▸ GEKOZEN FRAGMENT
***
We hebben de deur opengezet voor geweld
Tekst /// Katarina Schul & Mark Middel
Hoofdbeeld /// Josia Brueggen
’Ik moet Nederland goede adviezen geven’, zegt hoogleraar Paul Cliteur. En dat poogt hij te doen door regelmatig in de media te verschijnen, boeken te schrijven en op te dagen als getuige-deskundige in het proces Wilders. In zijn recente werk staat het spanningsveld tussen godslastering en de vrijheid van meningsuiting centraal. Een interview met een rechtsfilosoof over de grenzen van vrijheid van meningsuiting en – misschien wel belangrijker – over wie die grenzen stelt.
***
▸ GEGEVENSFRAGMENTEN
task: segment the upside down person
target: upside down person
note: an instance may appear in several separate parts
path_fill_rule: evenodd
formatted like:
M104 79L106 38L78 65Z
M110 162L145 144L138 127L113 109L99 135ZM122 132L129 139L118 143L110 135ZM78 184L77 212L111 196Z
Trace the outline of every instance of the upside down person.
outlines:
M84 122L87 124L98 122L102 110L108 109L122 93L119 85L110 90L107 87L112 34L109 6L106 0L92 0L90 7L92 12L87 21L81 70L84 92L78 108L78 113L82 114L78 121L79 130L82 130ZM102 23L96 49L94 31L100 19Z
***
▸ LIJST MET OPDRACHTEN
**a)** Geef uit het stuk over Paul Cliteur letterlijk de tekst weer van "We hebben de" tot en met "die grenzen stelt.".
**b)** Beantwoord de volgende vragen over het stuk over Paul Cliteur.
(i) Wie heeft het hoofdbeeld gemaakt?
(ii) In welk proces trad Paul Cliteur op als getuige-deskundige?
(iii) Welk spanningsveld staat centraal in zijn recente werk?
**c)** Zet het stuk over Paul Cliteur voort na de laatste zin.

▸ OVERZICHT ANTWOORDEN
**a)**
We hebben de deur opengezet voor geweld
Tekst /// Katarina Schul & Mark Middel
Hoofdbeeld /// Josia Brueggen
’Ik moet Nederland goede adviezen geven’, zegt hoogleraar Paul Cliteur. En dat poogt hij te doen door regelmatig in de media te verschijnen, boeken te schrijven en op te dagen als getuige-deskundige in het proces Wilders. In zijn recente werk staat het spanningsveld tussen godslastering en de vrijheid van meningsuiting centraal. Een interview met een rechtsfilosoof over de grenzen van vrijheid van meningsuiting en – misschien wel belangrijker – over wie die grenzen stelt.

**b)**
(i) Josia Brueggen
(ii) Het proces Wilders
(iii) Het spanningsveld tussen godslastering en de vrijheid van meningsuiting

**c)**
De universiteit loopt als een rode draad door het leven van Paul Cliteur. Waar hij begon als student filosofie (UvA) en rechten (VU), daar is Cliteur nu hoogleraar Encyclopedie van de Rechtswetenschap aan de Universiteit Leiden. Maar ook buiten de universiteit is Cliteur een bekend gezicht: hij was twee jaar lang televisiecolumnist voor het programma Buitenhof, schreef columns in Trouw en heeft meerdere boeken gepubliceerd. Daarnaast was hij lijstduwer voor de Partij voor de Dieren en is hij betrokken bij de partij van zijn promovendus Thierry Baudet, Forum voor Democratie. In zijn nieuwe boek Bardot, Fallaci, Houellebecq en Wilders (2016) betoogt Cliteur dat de vrijheid van meningsuiting in Europa verdedigd moet worden. De rechterlijke vervolging van islamcritici, zoals Geert Wilders in Nederland, vormt een grote bedreiging voor de vrijheid van meningsuiting, aldus Cliteur. Het is dan ook niet verrassend dat Cliteur optrad als getuige-deskundige in het proces Wilders, waarin de politicus wordt vervolgd voor zijn ‘minder-minder’-uitspraak.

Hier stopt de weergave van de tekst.